WHAT IS REQUIRED: Retype the lines below word for word, keeping every number and bracket as it appears.

Segmentation dataset excerpts

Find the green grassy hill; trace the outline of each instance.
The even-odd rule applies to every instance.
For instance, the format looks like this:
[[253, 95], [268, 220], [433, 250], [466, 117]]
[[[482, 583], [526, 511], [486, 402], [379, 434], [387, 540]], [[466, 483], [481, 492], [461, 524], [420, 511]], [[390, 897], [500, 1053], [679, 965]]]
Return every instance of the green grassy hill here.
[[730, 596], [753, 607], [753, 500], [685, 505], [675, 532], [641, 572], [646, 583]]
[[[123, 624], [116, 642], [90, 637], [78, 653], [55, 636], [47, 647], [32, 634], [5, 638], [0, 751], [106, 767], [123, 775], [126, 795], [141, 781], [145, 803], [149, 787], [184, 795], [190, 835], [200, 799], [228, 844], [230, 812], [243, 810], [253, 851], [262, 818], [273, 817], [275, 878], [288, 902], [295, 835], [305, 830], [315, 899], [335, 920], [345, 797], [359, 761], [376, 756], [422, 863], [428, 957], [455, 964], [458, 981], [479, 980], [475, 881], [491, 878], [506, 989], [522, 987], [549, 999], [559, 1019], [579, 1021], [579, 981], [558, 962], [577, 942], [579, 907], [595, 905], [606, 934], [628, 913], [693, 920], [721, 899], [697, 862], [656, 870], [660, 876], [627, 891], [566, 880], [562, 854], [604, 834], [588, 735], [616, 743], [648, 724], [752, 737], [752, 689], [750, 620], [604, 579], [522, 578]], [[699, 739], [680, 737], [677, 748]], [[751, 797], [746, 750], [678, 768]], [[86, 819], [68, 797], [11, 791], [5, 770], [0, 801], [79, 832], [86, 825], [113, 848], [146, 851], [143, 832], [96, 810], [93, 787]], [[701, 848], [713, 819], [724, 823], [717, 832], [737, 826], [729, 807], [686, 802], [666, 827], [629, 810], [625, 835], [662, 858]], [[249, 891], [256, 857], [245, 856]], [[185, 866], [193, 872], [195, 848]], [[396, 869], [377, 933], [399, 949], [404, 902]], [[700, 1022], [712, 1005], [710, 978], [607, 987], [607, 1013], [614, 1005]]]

TASK RESPONSE:
Find the green grassy hill; trace the outline of each instance.
The even-odd rule applies to every instance.
For instance, the format looks like this:
[[253, 95], [268, 220], [433, 250], [466, 117]]
[[[482, 583], [526, 511], [486, 402], [379, 434], [387, 540]], [[466, 483], [481, 492], [461, 524], [420, 511]], [[390, 897], [500, 1053], [679, 965]]]
Return every instance of the green grassy hill here.
[[730, 596], [753, 607], [753, 500], [685, 505], [675, 532], [641, 572], [646, 583]]
[[[123, 624], [116, 642], [90, 637], [78, 653], [55, 636], [47, 647], [32, 634], [5, 638], [0, 751], [106, 767], [123, 775], [126, 795], [141, 781], [145, 803], [149, 787], [184, 795], [190, 835], [200, 799], [228, 844], [230, 812], [243, 810], [253, 851], [262, 818], [273, 817], [275, 878], [288, 902], [295, 835], [305, 830], [315, 899], [335, 920], [345, 797], [359, 761], [376, 756], [422, 863], [428, 957], [455, 964], [458, 981], [479, 980], [475, 881], [491, 878], [506, 989], [522, 987], [549, 999], [559, 1019], [579, 1021], [579, 981], [558, 962], [577, 942], [579, 907], [595, 905], [606, 934], [628, 913], [693, 920], [721, 899], [697, 862], [656, 870], [660, 876], [627, 891], [566, 880], [562, 854], [604, 834], [588, 735], [616, 743], [648, 724], [752, 737], [752, 689], [750, 620], [604, 579], [522, 578]], [[699, 739], [680, 737], [677, 748]], [[751, 797], [746, 750], [678, 768]], [[86, 819], [68, 797], [11, 791], [5, 770], [0, 801], [79, 832], [86, 825], [113, 848], [146, 851], [143, 832], [96, 810], [93, 787]], [[701, 848], [713, 819], [724, 823], [717, 832], [737, 826], [729, 807], [686, 802], [666, 827], [629, 810], [625, 835], [662, 858]], [[249, 891], [256, 857], [245, 856]], [[185, 866], [193, 872], [195, 848]], [[396, 869], [377, 933], [399, 949], [404, 902]], [[700, 1022], [712, 1005], [710, 978], [607, 987], [607, 1013], [614, 1005]]]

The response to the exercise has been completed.